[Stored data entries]
--- START ---

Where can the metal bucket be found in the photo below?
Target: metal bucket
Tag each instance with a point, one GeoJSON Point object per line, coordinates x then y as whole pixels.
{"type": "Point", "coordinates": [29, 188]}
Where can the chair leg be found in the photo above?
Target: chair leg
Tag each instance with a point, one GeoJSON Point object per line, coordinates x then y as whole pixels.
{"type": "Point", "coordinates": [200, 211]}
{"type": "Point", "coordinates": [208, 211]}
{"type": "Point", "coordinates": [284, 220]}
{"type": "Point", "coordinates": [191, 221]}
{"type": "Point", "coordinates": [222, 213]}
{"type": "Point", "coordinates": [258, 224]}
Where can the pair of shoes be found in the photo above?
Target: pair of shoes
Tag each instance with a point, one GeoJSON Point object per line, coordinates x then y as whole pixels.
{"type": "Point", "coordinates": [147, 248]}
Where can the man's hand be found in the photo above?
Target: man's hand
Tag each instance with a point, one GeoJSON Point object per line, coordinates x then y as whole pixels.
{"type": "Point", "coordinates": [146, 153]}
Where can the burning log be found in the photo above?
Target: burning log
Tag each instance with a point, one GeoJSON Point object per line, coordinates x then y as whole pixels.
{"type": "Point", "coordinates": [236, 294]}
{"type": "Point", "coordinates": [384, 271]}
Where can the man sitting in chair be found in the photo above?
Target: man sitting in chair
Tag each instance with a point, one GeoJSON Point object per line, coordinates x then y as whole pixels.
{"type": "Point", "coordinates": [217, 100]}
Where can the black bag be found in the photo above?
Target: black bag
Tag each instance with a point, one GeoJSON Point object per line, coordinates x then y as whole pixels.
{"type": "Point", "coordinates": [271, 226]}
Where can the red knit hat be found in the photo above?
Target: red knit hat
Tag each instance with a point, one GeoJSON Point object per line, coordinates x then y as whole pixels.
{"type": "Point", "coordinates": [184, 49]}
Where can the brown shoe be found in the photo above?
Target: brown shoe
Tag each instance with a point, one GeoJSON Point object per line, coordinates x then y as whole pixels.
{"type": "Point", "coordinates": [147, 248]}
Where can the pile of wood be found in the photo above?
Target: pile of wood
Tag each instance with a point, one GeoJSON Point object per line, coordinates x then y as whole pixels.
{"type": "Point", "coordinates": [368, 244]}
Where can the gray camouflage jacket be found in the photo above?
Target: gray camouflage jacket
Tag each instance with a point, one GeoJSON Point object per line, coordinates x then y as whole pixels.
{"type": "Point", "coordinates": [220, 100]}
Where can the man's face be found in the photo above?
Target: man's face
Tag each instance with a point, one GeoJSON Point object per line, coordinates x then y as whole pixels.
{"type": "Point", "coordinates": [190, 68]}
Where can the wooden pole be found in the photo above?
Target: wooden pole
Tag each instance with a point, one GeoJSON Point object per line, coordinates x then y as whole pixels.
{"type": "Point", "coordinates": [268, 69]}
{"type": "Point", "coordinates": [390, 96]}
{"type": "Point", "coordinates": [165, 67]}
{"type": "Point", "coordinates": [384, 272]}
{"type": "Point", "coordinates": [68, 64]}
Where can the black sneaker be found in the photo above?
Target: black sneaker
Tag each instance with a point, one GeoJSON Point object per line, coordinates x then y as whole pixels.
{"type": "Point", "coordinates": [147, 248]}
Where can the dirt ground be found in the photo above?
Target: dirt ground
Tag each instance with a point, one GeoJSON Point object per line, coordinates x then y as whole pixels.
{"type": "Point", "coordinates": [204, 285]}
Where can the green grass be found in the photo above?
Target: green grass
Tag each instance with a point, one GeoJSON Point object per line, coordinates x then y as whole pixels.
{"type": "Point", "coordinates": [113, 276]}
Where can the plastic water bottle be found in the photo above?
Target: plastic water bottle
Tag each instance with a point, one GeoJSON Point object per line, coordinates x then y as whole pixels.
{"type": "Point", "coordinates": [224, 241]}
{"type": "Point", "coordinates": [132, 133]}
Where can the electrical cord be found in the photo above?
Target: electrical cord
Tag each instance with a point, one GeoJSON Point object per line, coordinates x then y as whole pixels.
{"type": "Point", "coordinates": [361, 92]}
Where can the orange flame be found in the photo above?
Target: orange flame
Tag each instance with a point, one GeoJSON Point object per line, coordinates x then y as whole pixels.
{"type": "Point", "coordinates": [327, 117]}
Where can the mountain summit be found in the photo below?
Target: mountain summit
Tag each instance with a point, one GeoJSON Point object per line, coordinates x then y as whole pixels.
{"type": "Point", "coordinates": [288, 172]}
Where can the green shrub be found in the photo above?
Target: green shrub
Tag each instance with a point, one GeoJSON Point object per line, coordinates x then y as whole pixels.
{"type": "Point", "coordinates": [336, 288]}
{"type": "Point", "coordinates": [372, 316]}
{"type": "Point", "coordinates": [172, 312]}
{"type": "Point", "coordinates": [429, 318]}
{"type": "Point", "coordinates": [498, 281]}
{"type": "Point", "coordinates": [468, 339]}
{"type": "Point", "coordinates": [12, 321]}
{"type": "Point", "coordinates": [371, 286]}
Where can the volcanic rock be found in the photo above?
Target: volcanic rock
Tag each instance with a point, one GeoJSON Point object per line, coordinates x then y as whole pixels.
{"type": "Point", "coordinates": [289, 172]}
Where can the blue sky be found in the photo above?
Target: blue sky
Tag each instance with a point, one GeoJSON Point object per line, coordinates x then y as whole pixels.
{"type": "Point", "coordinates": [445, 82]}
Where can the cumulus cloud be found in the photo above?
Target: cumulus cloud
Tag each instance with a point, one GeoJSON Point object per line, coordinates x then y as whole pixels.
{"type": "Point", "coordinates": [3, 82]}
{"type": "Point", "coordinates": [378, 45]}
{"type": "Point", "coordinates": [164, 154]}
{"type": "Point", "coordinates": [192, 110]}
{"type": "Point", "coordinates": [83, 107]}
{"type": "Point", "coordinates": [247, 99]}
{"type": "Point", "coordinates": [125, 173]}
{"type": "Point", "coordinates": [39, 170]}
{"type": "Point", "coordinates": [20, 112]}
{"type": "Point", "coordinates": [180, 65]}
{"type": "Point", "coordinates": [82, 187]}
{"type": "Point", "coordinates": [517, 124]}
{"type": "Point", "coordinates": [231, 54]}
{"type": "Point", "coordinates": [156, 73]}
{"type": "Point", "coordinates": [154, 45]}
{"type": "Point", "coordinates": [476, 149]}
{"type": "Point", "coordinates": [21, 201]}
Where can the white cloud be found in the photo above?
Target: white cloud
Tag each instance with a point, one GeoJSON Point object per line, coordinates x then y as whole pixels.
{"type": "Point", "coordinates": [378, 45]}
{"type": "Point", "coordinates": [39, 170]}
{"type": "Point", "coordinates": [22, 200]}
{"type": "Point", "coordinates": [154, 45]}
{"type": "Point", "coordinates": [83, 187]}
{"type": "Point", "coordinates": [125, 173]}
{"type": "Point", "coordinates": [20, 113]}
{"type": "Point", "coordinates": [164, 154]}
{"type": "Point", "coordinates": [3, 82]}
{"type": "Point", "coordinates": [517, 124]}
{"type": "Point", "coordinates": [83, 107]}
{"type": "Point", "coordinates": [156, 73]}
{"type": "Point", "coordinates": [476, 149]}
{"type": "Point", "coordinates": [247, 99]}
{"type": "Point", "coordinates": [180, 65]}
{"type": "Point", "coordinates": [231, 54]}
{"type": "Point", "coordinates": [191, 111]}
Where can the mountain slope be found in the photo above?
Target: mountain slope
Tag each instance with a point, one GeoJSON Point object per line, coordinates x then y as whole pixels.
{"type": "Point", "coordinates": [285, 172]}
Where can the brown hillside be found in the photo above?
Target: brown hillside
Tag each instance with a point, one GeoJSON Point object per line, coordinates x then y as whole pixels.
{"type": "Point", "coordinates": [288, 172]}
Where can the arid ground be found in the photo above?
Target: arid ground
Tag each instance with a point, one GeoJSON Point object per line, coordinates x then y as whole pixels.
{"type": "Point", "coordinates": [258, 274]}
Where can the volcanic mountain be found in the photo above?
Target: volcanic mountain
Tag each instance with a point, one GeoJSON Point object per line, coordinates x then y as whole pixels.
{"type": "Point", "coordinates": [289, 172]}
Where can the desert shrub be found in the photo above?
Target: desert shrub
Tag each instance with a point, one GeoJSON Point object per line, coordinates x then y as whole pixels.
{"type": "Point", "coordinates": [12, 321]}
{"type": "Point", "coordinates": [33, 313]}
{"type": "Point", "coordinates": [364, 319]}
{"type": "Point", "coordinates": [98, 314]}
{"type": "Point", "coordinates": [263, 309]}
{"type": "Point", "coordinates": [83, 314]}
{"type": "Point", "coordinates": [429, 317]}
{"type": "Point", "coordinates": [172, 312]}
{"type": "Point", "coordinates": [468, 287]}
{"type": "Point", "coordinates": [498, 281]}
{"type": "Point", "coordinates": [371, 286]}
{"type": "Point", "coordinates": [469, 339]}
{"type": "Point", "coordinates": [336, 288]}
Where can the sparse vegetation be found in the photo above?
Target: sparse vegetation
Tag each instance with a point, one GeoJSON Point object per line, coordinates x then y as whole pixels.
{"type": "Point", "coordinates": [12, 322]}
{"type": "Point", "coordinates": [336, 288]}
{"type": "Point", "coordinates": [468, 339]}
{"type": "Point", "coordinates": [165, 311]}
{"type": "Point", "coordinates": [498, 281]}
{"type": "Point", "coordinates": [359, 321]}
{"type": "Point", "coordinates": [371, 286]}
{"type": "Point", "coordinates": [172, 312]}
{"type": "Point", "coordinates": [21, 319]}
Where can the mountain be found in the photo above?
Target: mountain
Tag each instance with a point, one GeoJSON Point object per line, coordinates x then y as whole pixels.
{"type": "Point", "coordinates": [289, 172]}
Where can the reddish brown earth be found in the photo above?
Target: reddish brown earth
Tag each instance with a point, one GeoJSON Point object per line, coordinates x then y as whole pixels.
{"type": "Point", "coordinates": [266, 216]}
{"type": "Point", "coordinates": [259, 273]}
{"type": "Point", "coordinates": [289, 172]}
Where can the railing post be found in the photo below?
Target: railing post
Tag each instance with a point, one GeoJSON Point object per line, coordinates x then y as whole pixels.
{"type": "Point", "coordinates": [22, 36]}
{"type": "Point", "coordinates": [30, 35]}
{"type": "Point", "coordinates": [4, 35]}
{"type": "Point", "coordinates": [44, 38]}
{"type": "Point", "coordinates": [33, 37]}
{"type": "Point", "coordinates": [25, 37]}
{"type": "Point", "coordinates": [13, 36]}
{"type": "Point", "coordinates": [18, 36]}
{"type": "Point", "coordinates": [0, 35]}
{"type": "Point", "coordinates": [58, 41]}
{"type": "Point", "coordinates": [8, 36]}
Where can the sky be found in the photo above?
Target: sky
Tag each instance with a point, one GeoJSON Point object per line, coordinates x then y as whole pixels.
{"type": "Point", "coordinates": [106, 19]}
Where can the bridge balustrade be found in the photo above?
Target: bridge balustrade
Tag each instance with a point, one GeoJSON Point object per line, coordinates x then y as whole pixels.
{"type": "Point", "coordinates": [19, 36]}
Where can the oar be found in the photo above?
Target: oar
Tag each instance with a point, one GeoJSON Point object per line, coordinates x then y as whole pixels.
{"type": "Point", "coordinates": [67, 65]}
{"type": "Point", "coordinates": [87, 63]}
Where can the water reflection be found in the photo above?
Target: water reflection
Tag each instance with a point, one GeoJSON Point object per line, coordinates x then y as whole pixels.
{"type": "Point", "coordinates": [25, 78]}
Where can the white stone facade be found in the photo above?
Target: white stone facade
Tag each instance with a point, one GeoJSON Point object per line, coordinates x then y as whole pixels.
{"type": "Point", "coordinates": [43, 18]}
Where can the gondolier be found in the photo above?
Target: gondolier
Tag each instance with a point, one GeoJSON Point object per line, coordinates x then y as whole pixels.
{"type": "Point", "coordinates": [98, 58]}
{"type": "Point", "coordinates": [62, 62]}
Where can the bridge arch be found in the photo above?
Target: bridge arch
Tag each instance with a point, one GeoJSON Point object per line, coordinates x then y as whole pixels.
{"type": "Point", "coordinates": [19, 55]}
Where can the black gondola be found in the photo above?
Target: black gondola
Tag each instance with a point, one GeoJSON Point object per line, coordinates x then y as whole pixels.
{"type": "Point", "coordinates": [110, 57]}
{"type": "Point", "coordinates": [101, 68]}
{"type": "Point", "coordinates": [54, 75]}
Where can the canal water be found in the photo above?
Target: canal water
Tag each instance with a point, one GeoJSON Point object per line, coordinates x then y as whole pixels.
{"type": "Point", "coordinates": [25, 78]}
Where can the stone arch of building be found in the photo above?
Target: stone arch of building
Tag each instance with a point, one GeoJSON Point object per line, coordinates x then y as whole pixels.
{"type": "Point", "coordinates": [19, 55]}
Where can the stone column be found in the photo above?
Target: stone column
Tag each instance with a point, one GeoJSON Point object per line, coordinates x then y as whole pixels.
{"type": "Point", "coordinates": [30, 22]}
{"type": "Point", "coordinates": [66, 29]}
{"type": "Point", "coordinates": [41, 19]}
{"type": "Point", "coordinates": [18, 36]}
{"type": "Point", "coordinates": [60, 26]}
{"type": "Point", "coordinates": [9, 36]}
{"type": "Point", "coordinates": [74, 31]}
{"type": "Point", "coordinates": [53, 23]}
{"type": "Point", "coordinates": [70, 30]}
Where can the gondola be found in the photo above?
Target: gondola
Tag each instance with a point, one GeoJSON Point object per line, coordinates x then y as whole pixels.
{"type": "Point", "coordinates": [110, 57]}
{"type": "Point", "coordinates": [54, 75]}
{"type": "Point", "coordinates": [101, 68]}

--- END ---

All lines in the data above from the one with "Target: gray camouflage jacket" through the one with "Target: man's face" must be repeated exactly, and no others.

Target: gray camouflage jacket
Tag each instance with a point, one GeoJSON Point object per line, coordinates x then y as whole pixels.
{"type": "Point", "coordinates": [220, 100]}
Where can the man's face be found in the photo above?
Target: man's face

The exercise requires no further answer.